━━━━━ Information provided ━━━━━

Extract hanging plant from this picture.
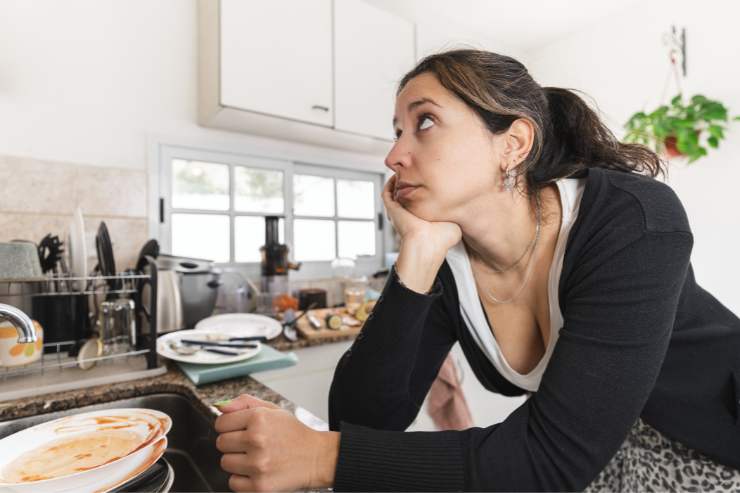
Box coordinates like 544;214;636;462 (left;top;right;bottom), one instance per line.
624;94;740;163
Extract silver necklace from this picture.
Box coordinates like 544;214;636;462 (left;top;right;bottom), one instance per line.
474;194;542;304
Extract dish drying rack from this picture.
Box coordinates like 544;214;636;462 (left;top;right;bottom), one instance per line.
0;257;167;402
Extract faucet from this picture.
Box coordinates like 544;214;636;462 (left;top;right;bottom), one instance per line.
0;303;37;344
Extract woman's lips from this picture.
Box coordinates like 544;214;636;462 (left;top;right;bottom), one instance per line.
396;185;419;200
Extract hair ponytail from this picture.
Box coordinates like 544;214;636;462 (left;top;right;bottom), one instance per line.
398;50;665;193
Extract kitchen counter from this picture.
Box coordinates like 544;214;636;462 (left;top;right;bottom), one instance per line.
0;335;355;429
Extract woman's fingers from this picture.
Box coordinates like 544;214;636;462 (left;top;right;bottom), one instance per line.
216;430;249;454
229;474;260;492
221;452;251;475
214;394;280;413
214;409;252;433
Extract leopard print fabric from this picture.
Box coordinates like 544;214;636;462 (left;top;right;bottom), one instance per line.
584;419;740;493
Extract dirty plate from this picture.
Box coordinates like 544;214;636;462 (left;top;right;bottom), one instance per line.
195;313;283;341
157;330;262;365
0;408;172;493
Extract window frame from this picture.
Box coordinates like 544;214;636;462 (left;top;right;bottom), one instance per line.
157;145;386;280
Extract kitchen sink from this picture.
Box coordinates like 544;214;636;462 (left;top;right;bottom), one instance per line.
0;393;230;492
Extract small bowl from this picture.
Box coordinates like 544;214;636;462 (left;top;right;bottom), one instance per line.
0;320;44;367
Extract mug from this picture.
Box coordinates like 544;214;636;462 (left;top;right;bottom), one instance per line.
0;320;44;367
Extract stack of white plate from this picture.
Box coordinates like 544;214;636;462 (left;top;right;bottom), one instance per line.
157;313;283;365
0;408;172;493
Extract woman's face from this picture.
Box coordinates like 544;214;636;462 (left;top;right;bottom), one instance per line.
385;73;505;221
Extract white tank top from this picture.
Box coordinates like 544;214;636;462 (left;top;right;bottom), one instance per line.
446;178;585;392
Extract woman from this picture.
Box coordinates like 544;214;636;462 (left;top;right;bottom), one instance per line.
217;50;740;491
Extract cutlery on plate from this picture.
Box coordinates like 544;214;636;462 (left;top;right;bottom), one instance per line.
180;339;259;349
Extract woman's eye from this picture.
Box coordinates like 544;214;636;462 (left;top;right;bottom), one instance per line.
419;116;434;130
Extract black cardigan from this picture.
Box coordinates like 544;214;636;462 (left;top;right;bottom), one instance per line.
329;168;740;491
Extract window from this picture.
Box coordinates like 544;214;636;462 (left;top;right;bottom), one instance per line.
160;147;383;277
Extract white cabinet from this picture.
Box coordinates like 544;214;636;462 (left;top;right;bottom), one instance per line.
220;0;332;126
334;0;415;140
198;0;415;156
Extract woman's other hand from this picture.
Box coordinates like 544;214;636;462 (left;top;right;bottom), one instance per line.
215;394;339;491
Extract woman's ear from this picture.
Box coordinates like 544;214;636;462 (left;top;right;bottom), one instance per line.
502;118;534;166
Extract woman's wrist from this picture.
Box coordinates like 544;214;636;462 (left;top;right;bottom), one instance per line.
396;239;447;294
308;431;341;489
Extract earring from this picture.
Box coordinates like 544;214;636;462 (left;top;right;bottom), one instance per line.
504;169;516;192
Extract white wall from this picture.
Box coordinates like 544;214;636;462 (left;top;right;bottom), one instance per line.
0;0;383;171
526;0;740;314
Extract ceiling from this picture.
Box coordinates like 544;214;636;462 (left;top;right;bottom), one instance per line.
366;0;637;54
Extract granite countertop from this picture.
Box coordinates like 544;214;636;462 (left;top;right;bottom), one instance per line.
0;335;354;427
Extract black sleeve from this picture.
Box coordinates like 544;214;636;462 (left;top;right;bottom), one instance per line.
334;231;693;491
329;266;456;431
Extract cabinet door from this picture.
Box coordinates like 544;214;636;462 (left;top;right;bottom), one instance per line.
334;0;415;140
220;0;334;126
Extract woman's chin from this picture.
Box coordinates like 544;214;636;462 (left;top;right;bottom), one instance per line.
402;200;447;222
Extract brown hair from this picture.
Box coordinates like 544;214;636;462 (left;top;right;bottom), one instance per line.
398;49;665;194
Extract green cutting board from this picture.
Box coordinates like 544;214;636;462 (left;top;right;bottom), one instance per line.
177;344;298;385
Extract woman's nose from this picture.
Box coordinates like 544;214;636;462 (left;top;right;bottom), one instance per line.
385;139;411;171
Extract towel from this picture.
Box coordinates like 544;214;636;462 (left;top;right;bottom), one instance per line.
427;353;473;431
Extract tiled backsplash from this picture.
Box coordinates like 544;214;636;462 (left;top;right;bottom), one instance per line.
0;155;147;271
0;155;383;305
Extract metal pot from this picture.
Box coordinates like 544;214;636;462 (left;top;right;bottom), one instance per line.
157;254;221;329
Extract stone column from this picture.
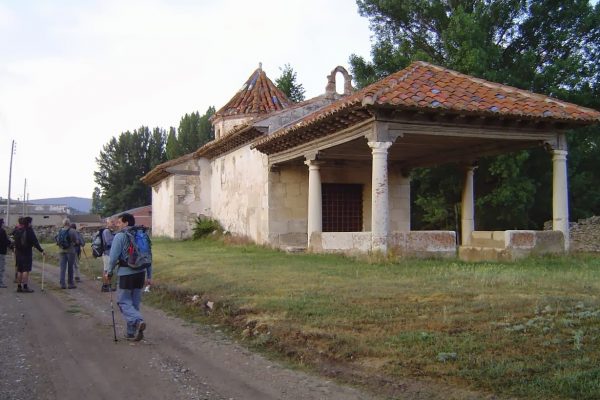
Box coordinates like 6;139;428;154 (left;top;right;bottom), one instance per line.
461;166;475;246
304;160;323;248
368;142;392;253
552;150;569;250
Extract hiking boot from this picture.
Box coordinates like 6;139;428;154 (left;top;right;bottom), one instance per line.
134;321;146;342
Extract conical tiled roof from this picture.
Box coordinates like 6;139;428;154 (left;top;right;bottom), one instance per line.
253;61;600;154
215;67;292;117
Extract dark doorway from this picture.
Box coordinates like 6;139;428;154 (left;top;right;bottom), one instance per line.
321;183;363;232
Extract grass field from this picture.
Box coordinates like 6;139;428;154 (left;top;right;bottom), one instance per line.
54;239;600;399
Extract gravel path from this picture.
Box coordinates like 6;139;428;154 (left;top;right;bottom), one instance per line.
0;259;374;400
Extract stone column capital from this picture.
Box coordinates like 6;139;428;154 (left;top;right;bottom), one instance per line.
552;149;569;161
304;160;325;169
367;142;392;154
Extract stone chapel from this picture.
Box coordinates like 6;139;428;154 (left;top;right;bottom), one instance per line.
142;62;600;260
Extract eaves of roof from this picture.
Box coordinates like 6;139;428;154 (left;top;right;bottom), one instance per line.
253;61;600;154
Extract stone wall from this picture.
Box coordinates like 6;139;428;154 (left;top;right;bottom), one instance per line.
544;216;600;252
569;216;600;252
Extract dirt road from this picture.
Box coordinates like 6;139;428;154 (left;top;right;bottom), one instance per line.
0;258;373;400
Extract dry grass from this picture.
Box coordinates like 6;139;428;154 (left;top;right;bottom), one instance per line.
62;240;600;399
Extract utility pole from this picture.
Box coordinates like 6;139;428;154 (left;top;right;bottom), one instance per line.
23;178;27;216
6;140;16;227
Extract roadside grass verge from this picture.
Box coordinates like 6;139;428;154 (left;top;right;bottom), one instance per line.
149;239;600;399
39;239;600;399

━━━━━

Objective:
Start at the line that has "Extract green cutting" and stop after the one that has "427;353;473;431". Write those lines out again, requests too, and scale every box coordinate in the answers by 0.4, rounding to whole numbers with halves going up.

Exercise response:
Extract green cutting board from this picture.
Box coordinates like 544;214;636;462 (left;top;right;bottom), one instance per line.
71;138;119;154
Extract woman's nose from this picture.
Box coordinates like 544;214;636;462 (left;top;right;bottom), one instance per line.
154;56;164;68
Extract towel from this picture.
Box coordinates like 544;214;636;462 (left;top;right;bottom), one instance per line.
171;141;189;172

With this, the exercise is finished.